* Entries taken from a collection
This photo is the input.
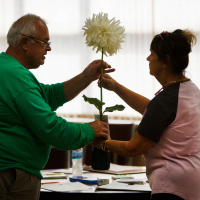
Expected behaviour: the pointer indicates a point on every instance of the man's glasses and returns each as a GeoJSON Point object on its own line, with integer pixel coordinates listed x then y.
{"type": "Point", "coordinates": [41, 42]}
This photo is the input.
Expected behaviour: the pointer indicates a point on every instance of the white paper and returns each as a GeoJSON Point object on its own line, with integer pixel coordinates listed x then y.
{"type": "Point", "coordinates": [52, 175]}
{"type": "Point", "coordinates": [68, 187]}
{"type": "Point", "coordinates": [122, 186]}
{"type": "Point", "coordinates": [120, 169]}
{"type": "Point", "coordinates": [65, 171]}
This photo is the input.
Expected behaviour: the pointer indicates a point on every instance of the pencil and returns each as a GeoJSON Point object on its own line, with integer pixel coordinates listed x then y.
{"type": "Point", "coordinates": [49, 183]}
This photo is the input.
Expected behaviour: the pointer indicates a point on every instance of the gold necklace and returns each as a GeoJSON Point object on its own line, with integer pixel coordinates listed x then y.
{"type": "Point", "coordinates": [161, 89]}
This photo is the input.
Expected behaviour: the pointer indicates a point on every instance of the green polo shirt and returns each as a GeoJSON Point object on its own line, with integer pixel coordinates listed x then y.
{"type": "Point", "coordinates": [29, 125]}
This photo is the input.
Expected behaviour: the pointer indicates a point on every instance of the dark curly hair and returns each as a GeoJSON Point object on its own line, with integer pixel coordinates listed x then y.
{"type": "Point", "coordinates": [177, 45]}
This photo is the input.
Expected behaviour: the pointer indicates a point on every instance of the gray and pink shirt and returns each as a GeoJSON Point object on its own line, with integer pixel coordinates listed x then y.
{"type": "Point", "coordinates": [172, 121]}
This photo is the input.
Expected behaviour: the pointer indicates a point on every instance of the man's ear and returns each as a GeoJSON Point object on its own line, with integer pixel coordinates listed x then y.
{"type": "Point", "coordinates": [24, 43]}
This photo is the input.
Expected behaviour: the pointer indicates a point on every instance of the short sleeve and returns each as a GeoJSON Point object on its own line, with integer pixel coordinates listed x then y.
{"type": "Point", "coordinates": [160, 113]}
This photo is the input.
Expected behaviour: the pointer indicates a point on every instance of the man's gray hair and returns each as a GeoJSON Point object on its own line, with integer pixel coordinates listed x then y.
{"type": "Point", "coordinates": [24, 25]}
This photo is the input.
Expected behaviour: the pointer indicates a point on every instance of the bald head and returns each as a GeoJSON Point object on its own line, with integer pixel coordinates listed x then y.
{"type": "Point", "coordinates": [26, 25]}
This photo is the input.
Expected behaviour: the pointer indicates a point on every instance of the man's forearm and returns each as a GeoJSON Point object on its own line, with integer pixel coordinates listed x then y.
{"type": "Point", "coordinates": [75, 85]}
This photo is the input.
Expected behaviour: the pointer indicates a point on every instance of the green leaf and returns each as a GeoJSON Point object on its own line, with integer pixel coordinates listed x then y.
{"type": "Point", "coordinates": [113, 108]}
{"type": "Point", "coordinates": [94, 101]}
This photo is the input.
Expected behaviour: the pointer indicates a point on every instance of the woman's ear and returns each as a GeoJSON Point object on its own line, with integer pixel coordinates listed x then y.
{"type": "Point", "coordinates": [168, 61]}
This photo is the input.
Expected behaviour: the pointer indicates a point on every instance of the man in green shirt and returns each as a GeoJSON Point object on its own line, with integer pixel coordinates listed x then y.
{"type": "Point", "coordinates": [29, 125]}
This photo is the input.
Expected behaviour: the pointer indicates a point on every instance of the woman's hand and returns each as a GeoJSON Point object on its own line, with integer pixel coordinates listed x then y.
{"type": "Point", "coordinates": [108, 82]}
{"type": "Point", "coordinates": [93, 70]}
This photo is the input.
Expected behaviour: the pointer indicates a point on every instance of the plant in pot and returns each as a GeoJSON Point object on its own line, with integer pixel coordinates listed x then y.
{"type": "Point", "coordinates": [105, 35]}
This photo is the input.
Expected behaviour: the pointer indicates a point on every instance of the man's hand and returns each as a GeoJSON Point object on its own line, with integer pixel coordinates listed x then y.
{"type": "Point", "coordinates": [100, 128]}
{"type": "Point", "coordinates": [98, 142]}
{"type": "Point", "coordinates": [108, 82]}
{"type": "Point", "coordinates": [93, 70]}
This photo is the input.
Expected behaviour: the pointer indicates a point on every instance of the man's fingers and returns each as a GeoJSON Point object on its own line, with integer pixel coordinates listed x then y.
{"type": "Point", "coordinates": [109, 70]}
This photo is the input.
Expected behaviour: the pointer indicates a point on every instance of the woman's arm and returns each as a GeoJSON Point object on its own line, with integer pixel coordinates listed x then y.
{"type": "Point", "coordinates": [134, 100]}
{"type": "Point", "coordinates": [136, 146]}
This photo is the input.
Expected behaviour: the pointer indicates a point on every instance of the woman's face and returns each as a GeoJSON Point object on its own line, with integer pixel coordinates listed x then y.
{"type": "Point", "coordinates": [155, 65]}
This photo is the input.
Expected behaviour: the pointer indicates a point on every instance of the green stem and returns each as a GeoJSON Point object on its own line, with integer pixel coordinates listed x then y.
{"type": "Point", "coordinates": [101, 85]}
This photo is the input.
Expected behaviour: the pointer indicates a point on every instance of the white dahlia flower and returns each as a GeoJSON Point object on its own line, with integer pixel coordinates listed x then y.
{"type": "Point", "coordinates": [104, 34]}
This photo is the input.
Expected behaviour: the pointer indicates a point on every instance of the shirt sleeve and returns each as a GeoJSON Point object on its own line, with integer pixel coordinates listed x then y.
{"type": "Point", "coordinates": [55, 95]}
{"type": "Point", "coordinates": [159, 114]}
{"type": "Point", "coordinates": [37, 115]}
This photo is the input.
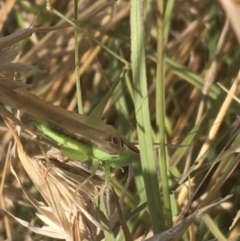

* TASK DETAILS
Pictures aside, give the data again exactly as it appears.

* TASK OUTPUT
This photo is the input.
Expected behaviour: the pointer indicates a point on every instance of the man's glasses and returns each as a GeoJSON Point object on its own line, with integer pixel coordinates listed x then y.
{"type": "Point", "coordinates": [41, 42]}
This photo is the input.
Expected behaviour: the pointer indicates a point on every instance of the white paper and returns each as a GeoJSON Point object on its own line, with integer pixel coordinates listed x then y.
{"type": "Point", "coordinates": [52, 175]}
{"type": "Point", "coordinates": [68, 187]}
{"type": "Point", "coordinates": [122, 186]}
{"type": "Point", "coordinates": [120, 169]}
{"type": "Point", "coordinates": [65, 171]}
This photo is the input.
Expected behaviour: the pointer indicates a point on every instance of the pencil and returns each as a GeoJSON Point object on its own line, with integer pixel coordinates listed x then y.
{"type": "Point", "coordinates": [49, 183]}
This photo is the input.
Expected behaviour: the pointer indicates a point on every instance of the gold necklace and returns each as a GeoJSON Point object on its own line, with integer pixel coordinates listed x then y.
{"type": "Point", "coordinates": [161, 89]}
This photo is the input.
Expected behaviour: the pointer indicates a point on every instance of the green polo shirt and returns each as a GeoJSON Point object on its own line, with integer pixel coordinates listed x then y.
{"type": "Point", "coordinates": [29, 125]}
This photo is the input.
Expected behaviour: the pointer indicates a point on every instance of the dark curly hair and returns each as a GeoJSON Point object on its own line, with integer pixel coordinates listed x then y.
{"type": "Point", "coordinates": [177, 45]}
This photo is the input.
Expected behaviour: the pointer indicates a point on every instance of the gray and pink shirt and returns each as a GeoJSON Point object on its own line, with integer pixel coordinates listed x then y.
{"type": "Point", "coordinates": [172, 121]}
This photo is the input.
Expected behaviour: the pointer indicates a point on every instance of the man's ear and returns each as a GeoJSON Point object on its own line, with integer pixel coordinates listed x then y.
{"type": "Point", "coordinates": [24, 43]}
This photo is the input.
Expected behaviour: the pointer indicates a point on every instance of the short sleeve and returns each as a GeoJSON Point object on its own line, with integer pixel coordinates listed x then y.
{"type": "Point", "coordinates": [160, 113]}
This photo is the input.
Expected behaviour: the pointer indicates a point on every instance of the man's gray hair and returns each as a GeoJSON Point object on its own line, with integer pixel coordinates listed x then y.
{"type": "Point", "coordinates": [24, 25]}
This photo is the input.
Expected behaviour: the pointer indicates a point on every instance of the bald head and returns each as a GeoJSON Point object on its own line, with integer pixel coordinates listed x then y.
{"type": "Point", "coordinates": [26, 25]}
This photo is the input.
Expected behaviour: the pointer indicates a point on every instance of the man's forearm and returns each as a GeoJSON Point object on its own line, with integer pixel coordinates listed x then y.
{"type": "Point", "coordinates": [75, 85]}
This photo is the input.
Expected behaviour: the pointer indicates a point on every instance of the green leaf and returns each as a GeoJSON Point object on its own line, with integer pixel coordinates listed x then y.
{"type": "Point", "coordinates": [113, 108]}
{"type": "Point", "coordinates": [94, 101]}
This photo is the input.
Expected behaviour: the pointer indicates a point on every instance of the woman's ear and returns each as a GeoJSON Point object on its own line, with integer pixel coordinates listed x then y.
{"type": "Point", "coordinates": [168, 61]}
This photo is the input.
Expected behaviour: the pointer indicates a point on every instance of the man in green shirt and returns each as a GeoJSON Point object on its own line, with integer pixel coordinates listed x then y.
{"type": "Point", "coordinates": [29, 125]}
This photo is the input.
Expected behaviour: the pointer indicates a point on every instance of the woman's hand and returns each as a GeoJSON Point object on its own line, with integer pixel coordinates listed x then y.
{"type": "Point", "coordinates": [108, 82]}
{"type": "Point", "coordinates": [93, 70]}
This photo is the input.
Expected behaviour: the pointer indicates a point on every instance of the plant in pot and returns each as a GeoJSON Point object on its own line, with integer pixel coordinates listed x then y.
{"type": "Point", "coordinates": [105, 35]}
This photo is the input.
Expected behaviour: the pointer indicates a point on every instance of the man's hand and returns each as a GeoJSON Point object on its own line, with integer pixel coordinates listed x then y.
{"type": "Point", "coordinates": [100, 128]}
{"type": "Point", "coordinates": [98, 142]}
{"type": "Point", "coordinates": [108, 82]}
{"type": "Point", "coordinates": [93, 70]}
This photo is the input.
Expected behaviour: the pointer indicates a point on every instance of the man's fingers and returns each as a GeoJSON Point object on its own line, with integer pixel coordinates listed x then y.
{"type": "Point", "coordinates": [109, 70]}
This photo is the input.
Expected behaviour: the pointer indicates a point on every instance of the woman's arm and returns each as a GeoJSON Point object on its own line, with integer pixel coordinates listed x then y.
{"type": "Point", "coordinates": [134, 100]}
{"type": "Point", "coordinates": [136, 146]}
This photo is the input.
Expected behaviour: the pointer indicates a point on every instance of the woman's face and returns each as a GeoJSON Point object on its own line, with integer pixel coordinates listed x then y.
{"type": "Point", "coordinates": [155, 65]}
This photo is the input.
Expected behaviour: the pointer indicates a point on every instance of the green stem and returns each as a GeoJSON Point object on its own line, with integer pixel coordinates listed x then y.
{"type": "Point", "coordinates": [101, 85]}
This photo is the input.
Expected behaviour: the pointer indicates a point on every instance of the white dahlia flower and returns each as a GeoJSON Point object on its own line, with integer pixel coordinates listed x then y.
{"type": "Point", "coordinates": [104, 34]}
This photo is the input.
Expected behaviour: the pointer indicates a point on every instance of the shirt sleeve and returns each as a GeoJSON Point object on its own line, with integer pixel coordinates listed x then y.
{"type": "Point", "coordinates": [55, 95]}
{"type": "Point", "coordinates": [159, 114]}
{"type": "Point", "coordinates": [37, 115]}
This photo is the input.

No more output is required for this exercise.